点ラベリングセットのリスト
****
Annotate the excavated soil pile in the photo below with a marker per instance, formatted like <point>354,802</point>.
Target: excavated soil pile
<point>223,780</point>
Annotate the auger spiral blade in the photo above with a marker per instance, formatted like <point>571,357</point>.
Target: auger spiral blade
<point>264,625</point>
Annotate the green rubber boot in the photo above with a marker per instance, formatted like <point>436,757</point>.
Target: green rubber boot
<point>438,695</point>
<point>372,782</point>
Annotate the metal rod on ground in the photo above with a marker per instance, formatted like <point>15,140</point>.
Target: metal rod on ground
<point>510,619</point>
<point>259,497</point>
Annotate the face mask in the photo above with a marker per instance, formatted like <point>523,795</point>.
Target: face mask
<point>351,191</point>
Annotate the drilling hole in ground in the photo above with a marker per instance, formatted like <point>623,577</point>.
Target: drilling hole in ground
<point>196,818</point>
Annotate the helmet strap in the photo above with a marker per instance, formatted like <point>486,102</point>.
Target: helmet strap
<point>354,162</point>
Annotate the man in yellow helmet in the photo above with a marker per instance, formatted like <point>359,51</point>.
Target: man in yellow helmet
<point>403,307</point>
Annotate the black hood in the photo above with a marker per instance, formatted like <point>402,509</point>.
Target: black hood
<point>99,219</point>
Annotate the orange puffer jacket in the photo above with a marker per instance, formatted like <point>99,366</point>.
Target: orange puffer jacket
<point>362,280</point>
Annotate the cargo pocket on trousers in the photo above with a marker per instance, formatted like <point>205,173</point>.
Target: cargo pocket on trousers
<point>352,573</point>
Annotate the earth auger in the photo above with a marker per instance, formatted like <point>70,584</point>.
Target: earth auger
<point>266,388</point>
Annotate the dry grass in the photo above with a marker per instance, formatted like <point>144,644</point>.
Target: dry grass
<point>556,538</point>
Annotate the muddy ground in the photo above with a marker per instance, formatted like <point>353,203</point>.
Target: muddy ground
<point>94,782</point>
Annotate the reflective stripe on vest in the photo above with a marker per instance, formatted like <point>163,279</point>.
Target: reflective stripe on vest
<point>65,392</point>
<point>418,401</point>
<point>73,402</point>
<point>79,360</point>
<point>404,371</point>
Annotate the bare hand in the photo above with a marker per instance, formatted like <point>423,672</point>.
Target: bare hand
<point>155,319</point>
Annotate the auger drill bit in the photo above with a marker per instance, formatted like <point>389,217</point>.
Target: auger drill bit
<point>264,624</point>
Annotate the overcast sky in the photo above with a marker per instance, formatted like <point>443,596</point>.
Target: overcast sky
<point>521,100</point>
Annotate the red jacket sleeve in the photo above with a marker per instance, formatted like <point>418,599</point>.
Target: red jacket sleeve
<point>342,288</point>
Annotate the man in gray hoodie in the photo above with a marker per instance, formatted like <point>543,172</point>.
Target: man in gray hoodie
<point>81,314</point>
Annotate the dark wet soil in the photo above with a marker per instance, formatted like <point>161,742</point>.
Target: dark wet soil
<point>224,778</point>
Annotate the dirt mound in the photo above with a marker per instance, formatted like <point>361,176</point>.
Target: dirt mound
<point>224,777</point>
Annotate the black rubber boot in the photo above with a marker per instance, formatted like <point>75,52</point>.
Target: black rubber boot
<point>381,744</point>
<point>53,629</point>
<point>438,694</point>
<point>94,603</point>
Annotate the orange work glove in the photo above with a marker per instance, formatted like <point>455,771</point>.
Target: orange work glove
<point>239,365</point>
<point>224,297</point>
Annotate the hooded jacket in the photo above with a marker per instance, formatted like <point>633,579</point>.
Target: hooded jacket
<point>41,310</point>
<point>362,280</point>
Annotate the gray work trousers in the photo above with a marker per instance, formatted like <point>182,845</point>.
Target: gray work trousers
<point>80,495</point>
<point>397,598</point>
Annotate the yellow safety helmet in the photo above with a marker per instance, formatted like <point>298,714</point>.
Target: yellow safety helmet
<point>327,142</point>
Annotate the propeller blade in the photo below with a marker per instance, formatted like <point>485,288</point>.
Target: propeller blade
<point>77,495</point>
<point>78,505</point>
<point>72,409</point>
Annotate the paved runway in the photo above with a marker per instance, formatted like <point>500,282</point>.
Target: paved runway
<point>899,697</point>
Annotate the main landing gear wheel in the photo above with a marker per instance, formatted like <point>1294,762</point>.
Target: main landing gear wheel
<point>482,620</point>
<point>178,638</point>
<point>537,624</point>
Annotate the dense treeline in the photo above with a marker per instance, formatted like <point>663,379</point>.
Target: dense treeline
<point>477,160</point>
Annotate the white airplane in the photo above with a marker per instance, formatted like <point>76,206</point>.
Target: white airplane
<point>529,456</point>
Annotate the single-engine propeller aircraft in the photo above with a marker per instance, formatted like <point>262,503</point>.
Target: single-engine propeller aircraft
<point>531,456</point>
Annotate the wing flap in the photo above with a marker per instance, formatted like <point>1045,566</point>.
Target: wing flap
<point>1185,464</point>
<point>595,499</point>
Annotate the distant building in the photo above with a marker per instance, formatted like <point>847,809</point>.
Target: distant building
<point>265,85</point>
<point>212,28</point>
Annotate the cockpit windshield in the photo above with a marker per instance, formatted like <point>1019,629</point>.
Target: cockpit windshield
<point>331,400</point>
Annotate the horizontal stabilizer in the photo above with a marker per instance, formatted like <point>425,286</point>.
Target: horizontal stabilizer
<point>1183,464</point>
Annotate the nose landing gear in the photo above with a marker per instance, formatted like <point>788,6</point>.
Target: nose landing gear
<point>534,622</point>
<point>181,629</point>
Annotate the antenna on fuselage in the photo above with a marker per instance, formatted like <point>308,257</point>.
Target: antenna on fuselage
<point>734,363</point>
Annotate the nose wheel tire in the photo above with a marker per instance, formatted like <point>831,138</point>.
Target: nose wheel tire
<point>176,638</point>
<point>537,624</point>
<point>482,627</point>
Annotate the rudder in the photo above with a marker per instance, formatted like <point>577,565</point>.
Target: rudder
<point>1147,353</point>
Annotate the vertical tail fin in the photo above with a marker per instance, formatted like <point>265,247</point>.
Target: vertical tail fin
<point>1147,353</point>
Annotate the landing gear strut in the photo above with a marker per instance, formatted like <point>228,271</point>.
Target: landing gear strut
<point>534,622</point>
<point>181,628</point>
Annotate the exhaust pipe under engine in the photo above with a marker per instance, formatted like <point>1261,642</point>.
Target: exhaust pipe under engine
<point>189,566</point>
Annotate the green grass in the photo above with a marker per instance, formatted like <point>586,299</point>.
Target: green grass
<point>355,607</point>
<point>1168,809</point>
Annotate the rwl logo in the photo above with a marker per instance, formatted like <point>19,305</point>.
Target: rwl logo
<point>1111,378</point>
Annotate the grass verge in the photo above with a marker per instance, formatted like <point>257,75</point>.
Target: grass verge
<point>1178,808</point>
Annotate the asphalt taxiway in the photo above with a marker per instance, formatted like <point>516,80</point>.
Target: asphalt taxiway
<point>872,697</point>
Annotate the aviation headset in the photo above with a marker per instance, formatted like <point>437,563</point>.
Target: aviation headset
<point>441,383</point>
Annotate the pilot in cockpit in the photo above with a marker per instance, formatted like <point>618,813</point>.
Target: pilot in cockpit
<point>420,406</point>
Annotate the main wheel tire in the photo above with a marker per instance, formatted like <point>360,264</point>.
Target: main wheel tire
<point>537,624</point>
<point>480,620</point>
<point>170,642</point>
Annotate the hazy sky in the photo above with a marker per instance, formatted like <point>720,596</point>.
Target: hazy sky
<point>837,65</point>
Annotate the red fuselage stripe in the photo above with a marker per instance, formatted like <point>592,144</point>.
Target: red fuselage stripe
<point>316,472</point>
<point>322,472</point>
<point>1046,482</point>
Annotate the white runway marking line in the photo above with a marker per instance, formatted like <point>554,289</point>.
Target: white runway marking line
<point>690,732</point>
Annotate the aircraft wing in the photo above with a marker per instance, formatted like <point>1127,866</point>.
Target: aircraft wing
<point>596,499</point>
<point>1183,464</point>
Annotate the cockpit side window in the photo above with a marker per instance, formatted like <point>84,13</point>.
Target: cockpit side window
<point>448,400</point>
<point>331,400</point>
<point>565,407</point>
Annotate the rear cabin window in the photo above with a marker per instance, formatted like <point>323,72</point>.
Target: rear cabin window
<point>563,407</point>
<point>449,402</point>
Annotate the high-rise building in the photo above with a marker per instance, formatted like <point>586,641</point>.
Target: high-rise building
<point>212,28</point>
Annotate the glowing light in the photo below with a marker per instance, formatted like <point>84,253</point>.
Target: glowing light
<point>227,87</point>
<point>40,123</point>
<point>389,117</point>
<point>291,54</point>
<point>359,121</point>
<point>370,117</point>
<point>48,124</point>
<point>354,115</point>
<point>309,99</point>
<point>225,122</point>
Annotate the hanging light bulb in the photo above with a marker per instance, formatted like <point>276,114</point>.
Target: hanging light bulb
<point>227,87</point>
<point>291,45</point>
****
- [課題の内容]
上のリストのうち、「Annotate the gray」を含む行から「<point>477,160</point>」を含む行までを、両端の行も含めて一字一句変えずに書き写しなさい。

- [結果]
Annotate the gray work trousers in the photo above with a marker per instance, formatted like <point>182,845</point>.
Target: gray work trousers
<point>80,495</point>
<point>397,598</point>
Annotate the yellow safety helmet in the photo above with a marker per instance, formatted like <point>298,714</point>.
Target: yellow safety helmet
<point>327,142</point>
Annotate the propeller blade in the photo below with a marker per instance, formatted like <point>485,288</point>.
Target: propeller blade
<point>77,495</point>
<point>78,505</point>
<point>72,409</point>
Annotate the paved runway in the photo above with a marker per instance, formatted like <point>500,282</point>.
Target: paved runway
<point>899,697</point>
Annotate the main landing gear wheel in the photo above with a marker per instance, formatted like <point>1294,762</point>.
Target: main landing gear wheel
<point>482,620</point>
<point>178,638</point>
<point>537,624</point>
Annotate the dense treeline in the photo above with a marker per instance, formatted like <point>663,379</point>.
Target: dense treeline
<point>477,160</point>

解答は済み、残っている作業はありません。